Write out all the material exactly. Leave nothing out.

(Pointing dataset excerpts)
<<<<

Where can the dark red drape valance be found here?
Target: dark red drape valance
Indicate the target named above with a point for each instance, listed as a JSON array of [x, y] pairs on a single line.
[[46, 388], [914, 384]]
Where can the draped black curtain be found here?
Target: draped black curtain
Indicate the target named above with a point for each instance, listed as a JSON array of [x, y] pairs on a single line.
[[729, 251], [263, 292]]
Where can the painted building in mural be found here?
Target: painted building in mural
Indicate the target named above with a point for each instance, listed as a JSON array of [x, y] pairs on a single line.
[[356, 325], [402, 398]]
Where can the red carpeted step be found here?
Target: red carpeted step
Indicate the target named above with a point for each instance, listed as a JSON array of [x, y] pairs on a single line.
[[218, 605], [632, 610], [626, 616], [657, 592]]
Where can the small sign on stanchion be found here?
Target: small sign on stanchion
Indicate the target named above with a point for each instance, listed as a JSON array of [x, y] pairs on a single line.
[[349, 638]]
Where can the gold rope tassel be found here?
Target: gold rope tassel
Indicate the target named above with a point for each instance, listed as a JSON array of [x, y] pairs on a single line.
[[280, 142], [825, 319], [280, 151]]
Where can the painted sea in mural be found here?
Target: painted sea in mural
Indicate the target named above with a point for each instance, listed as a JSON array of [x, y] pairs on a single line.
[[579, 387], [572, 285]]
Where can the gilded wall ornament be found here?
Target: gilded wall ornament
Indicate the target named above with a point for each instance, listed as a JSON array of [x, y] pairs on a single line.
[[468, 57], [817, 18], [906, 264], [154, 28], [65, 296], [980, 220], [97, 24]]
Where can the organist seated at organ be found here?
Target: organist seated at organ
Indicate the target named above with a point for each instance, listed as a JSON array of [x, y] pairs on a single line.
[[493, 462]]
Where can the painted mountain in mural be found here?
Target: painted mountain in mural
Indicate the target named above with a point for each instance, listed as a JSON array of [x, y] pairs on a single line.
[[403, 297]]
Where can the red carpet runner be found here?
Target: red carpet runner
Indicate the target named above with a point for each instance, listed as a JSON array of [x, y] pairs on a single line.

>>>>

* ANSWER TO THE TASK *
Where can the dark red drape valance be found here?
Target: dark red drape valance
Indicate the target named above with a point for each instance, listed as a JSON array of [x, y] pairs on a single line.
[[46, 388], [914, 384]]
Where can the draped black curtain be found here?
Target: draped black curtain
Indicate the target named above with a point for each instance, listed as a JSON array of [x, y] pairs on a single line.
[[729, 251], [263, 292]]
Where can the painted building in mural be found here?
Target: painted building in mural
Indicate the target named above with a point for each instance, listed as a JSON array of [x, y] pairs on a single line.
[[356, 325], [402, 398]]
Where can the red carpeted step be found here?
Target: red carpeted step
Indicate the target named above with a point for each instance, listed as a JSON array of [x, y] pairs on a single line.
[[218, 605], [632, 610], [626, 616], [657, 592]]
Where can the small sign on stanchion be found here?
Target: small sign on stanchion
Indicate the target named above with a point for each instance, listed as a JSON array of [x, y] pairs on a single line.
[[349, 638]]
Where can the gold rope tassel be found here?
Target: gold rope tassel
Indicate the target named above with a point for each instance, listed as a JSON array of [x, y] pairs on a single line.
[[280, 142], [825, 319], [280, 151]]
Where can the painted sea in mural be found here?
Target: painted sea in mural
Indicate the target named above with a point for each instance, listed as a JSON array of [x, y] pairs on a single line.
[[579, 387], [572, 285]]
Where can the gilded wall ornament be found here?
Target: gilded wall ornament
Indicate the target named above with a point for each instance, listed as a JSON array of [x, y] pairs on a single line.
[[468, 57], [817, 18], [906, 264], [154, 28], [65, 296], [980, 220], [97, 24]]
Where can the organist seated at organ be found here?
Target: organist seated at organ
Indicate the target named above with a point for each instance, listed as a JSON array of [x, y] pairs on a single line.
[[493, 462]]
Where can the painted mountain in mural be found here?
Target: painted mountain in mural
Indicate the target named above with a point for each instance, listed as a JSON array of [x, y] pairs on a single line.
[[403, 297]]
Where can the red carpet runner be found here?
Target: red carpet runner
Indicate the target named above with a point for each instance, listed as a JSON array of [x, y] pairs on a single line.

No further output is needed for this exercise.